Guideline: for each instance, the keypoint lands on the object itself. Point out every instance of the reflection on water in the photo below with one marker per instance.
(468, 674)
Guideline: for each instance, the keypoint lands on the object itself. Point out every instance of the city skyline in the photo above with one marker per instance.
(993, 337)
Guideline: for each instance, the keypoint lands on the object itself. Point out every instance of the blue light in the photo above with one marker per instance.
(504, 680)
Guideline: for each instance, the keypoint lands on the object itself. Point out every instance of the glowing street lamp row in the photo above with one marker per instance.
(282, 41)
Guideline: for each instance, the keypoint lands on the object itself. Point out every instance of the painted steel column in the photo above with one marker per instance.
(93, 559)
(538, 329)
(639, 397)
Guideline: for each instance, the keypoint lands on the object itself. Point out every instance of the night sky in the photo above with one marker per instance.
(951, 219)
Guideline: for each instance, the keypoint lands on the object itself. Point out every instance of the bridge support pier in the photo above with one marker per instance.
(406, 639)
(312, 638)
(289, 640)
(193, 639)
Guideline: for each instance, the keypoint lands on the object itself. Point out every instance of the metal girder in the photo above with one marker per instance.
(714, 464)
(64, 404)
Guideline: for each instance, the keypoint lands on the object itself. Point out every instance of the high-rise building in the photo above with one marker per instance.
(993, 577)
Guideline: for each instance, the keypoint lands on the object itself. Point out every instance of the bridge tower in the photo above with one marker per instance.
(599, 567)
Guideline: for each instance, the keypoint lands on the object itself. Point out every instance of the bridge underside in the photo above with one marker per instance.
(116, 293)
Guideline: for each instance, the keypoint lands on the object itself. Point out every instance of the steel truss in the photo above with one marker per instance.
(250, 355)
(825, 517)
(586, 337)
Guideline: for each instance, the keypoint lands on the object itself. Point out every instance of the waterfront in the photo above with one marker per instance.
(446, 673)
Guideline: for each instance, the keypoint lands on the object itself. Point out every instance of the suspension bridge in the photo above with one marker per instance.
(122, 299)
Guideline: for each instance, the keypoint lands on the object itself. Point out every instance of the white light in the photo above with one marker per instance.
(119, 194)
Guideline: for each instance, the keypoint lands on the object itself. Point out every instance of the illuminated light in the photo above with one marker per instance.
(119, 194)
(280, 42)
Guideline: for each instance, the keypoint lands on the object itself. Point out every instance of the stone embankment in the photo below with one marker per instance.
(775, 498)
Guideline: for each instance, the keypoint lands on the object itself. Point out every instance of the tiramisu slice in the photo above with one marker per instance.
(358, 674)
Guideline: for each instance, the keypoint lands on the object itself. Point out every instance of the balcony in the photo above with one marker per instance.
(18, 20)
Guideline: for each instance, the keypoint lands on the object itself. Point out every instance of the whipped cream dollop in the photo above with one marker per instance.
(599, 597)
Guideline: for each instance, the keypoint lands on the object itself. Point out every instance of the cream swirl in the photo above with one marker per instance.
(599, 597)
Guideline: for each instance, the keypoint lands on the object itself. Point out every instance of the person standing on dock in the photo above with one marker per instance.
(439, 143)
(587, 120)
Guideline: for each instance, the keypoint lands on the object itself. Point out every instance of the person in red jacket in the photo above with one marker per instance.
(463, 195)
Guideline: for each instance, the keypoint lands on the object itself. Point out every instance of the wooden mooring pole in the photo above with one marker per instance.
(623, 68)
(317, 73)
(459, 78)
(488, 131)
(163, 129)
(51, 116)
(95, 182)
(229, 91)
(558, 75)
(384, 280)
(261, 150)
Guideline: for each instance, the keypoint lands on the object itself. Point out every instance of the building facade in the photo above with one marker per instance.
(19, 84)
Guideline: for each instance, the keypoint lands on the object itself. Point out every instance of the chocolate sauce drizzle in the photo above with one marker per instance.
■ ■ ■ ■
All of the entries must be quoted exactly; please include each one.

Guideline: for each instance, the keypoint lands on the object itself. Point out every instance of the reflection on water in the photo below with one marker per instance.
(468, 674)
Guideline: for each instance, the keypoint lands on the object itself. Point out every instance of the city skyline in the photo above with one marker per instance.
(993, 337)
Guideline: for each instance, the keypoint lands on the object itself. Point out every instance of the blue light in the photo above with one marker per instance.
(504, 680)
Guideline: for each instance, the keypoint lands on the object itself. Point out every instance of the glowing street lamp row in the photo above with one marker per instance.
(282, 41)
Guideline: for each instance, the keypoint lands on the object itself. Point out every instance of the painted steel column in the photo above with one marker per instance.
(93, 559)
(538, 329)
(639, 397)
Guideline: for each instance, the keypoint lands on the object itself. Point out every instance of the night sky in the photo above with one marker per instance.
(951, 219)
Guideline: for each instance, the keypoint lands on the object itself. Point out every instance of the bridge support pier in the photo above with one marker per instance.
(406, 639)
(312, 638)
(289, 640)
(193, 639)
Guideline: for each instance, the keypoint lands on the object itself. Point out every instance of the metal girder in the photo above with one marker per instance.
(714, 464)
(64, 404)
Guideline: for each instance, the keypoint lands on the object itself. Point out every instance of the high-rise building in the photo above with one marker per instance.
(993, 577)
Guideline: for each instance, the keypoint lands on the object itself. Point out every instance of the bridge tower in the photo above with one marker per instance.
(599, 567)
Guideline: for each instance, the keypoint lands on the object itself. Point out every instance of the bridge underside in the photo above with one marker per instance.
(116, 293)
Guideline: for each instance, the keypoint lands on the object itself. Point out every instance of the steel truss in the photo above with one marker per instance.
(250, 355)
(825, 517)
(586, 337)
Guideline: for each instance, the keypoint lands on the object itself. Point out every instance of the waterfront in the photo above with one marker per instance.
(446, 673)
Guideline: for each instance, the keypoint lands on the object itself. Point out every instance of the suspension bridge in the photo above with one marker per instance.
(122, 299)
Guideline: for each instance, the keypoint lands on the object itself. Point out every instance of the white light in the photo above with one marker per instance.
(119, 194)
Guideline: for each instance, the keypoint lands on the object itself. Point out every instance of the illuminated light in the photo above with one marker per instance.
(119, 194)
(280, 42)
Guideline: for each instance, the keypoint lands on the object itself. Point out every instance of the stone embankment in the photo below with one marker per instance.
(775, 498)
Guideline: for each instance, the keypoint lands on the object itself. Point out every instance of the tiramisu slice in the photo above with one marker per instance.
(358, 674)
Guideline: for each instance, the keypoint lands on the object itself. Point out every instance of the balcony in the photo above with one marker per instance.
(18, 20)
Guideline: for each instance, the keypoint lands on the object itself. Point out every instance of the whipped cream dollop in the photo above with one marker per instance.
(599, 597)
Guideline: for each instance, the keypoint lands on the object itself. Point out every instance of the cream swirl in the photo above with one marker per instance.
(599, 597)
Guideline: for each instance, the keypoint lands on the object itself. Point out every instance of the person standing on dock in the photo above with one marker per instance.
(439, 143)
(587, 120)
Guideline: for each instance, the keypoint lands on the object itself. Point out every instance of the person in red jacket in the photo above with one marker per instance.
(463, 195)
Guideline: for each instance, the keypoint lands on the object itself. Point out every instance of the wooden mooring pole in the photo above with one marker per instance.
(623, 68)
(317, 73)
(459, 78)
(488, 131)
(163, 129)
(51, 116)
(95, 182)
(229, 91)
(558, 75)
(384, 280)
(261, 150)
Guideline: for each instance, the keypoint lands on the object itself. Point out every instance of the building facade in the photo above with one marker per instance.
(19, 84)
Guideline: for each instance, the keypoint lands on the object itself. Point out every instance of the chocolate sauce drizzle in the photo above with one marker per instance.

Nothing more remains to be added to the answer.